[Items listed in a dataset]
↓

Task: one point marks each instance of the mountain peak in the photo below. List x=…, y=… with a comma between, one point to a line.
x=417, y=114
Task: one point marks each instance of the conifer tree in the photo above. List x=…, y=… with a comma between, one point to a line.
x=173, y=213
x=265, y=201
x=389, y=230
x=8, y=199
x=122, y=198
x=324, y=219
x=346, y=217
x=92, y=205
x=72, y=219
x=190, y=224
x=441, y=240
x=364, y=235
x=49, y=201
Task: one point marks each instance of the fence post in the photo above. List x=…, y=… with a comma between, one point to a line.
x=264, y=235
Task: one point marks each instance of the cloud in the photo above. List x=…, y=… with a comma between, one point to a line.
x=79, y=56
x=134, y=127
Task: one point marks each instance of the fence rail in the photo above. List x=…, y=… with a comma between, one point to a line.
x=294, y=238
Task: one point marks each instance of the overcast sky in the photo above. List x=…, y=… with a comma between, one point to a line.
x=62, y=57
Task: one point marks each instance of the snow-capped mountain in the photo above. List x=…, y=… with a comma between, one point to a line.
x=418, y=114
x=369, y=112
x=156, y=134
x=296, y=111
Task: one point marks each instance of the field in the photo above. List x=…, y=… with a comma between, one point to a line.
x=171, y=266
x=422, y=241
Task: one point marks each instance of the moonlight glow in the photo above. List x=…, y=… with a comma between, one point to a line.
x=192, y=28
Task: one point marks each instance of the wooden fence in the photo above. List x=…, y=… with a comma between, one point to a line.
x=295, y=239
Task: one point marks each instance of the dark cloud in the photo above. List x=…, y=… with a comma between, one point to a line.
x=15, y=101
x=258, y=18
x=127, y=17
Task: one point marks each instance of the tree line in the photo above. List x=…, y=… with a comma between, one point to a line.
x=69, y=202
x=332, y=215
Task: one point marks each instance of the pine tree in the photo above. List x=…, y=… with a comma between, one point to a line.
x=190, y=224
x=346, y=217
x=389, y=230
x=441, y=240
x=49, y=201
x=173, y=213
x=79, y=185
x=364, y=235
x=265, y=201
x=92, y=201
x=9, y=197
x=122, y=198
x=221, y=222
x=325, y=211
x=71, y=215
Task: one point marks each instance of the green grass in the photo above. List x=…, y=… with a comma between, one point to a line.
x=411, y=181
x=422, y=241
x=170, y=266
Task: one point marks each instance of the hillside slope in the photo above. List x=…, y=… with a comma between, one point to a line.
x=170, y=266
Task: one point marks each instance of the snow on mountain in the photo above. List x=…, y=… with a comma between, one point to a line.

↑

* _Aim_
Everything from the line containing "Task: one point marks each instance of the fence rail" through the last line of the records must be given again exactly; leave out all other lines.

* _Output of the task_
Task: one point marks each instance of the fence rail in the photo above. List x=…, y=… with a comma between, one point to a line.
x=294, y=238
Task: one point marks each instance of the overcast sky in the photo above. List x=…, y=… with a comma between, one point to a line.
x=62, y=57
Task: one point marks each instance of the snow-capped mountain in the photo above. List x=…, y=… with a comma between, one point to a line.
x=418, y=114
x=369, y=112
x=156, y=134
x=296, y=111
Task: one point marks each instance of the field in the photo above. List x=…, y=… with a comma between, one point to a line.
x=171, y=266
x=422, y=241
Task: one point marks each instance of the moonlight glow in the photo above. List x=…, y=… with a comma between, one point to a line.
x=192, y=28
Task: one point marks each instance of the wooden fence in the photo above. List x=…, y=… with a comma between, one point to a line.
x=295, y=239
Task: one point marks each instance of the dark cloud in the photo above. List x=…, y=… with a comma between, one point to a line.
x=15, y=101
x=258, y=18
x=127, y=17
Task: one point marks each instance of the tree line in the photo above. List x=…, y=… with a comma between, one point to a line.
x=69, y=202
x=332, y=215
Task: one point marks each instance of the pine tree in the photo above. List x=…, y=… with a comma between, one point to a line.
x=190, y=224
x=346, y=217
x=389, y=230
x=441, y=240
x=49, y=201
x=173, y=213
x=79, y=185
x=364, y=235
x=265, y=201
x=92, y=201
x=9, y=197
x=122, y=198
x=221, y=222
x=325, y=211
x=71, y=215
Task: one point marks each instance of the green grass in the photo above. List x=…, y=… with a comma between, one point to a line.
x=411, y=181
x=422, y=241
x=170, y=266
Task: one point marks each instance of the hillside slope in the photo above. List x=…, y=… with a comma between, one point to a line.
x=170, y=266
Task: one point marks each instance of the snow on mountain in the photo above. List x=…, y=… with a comma between, one point to a line.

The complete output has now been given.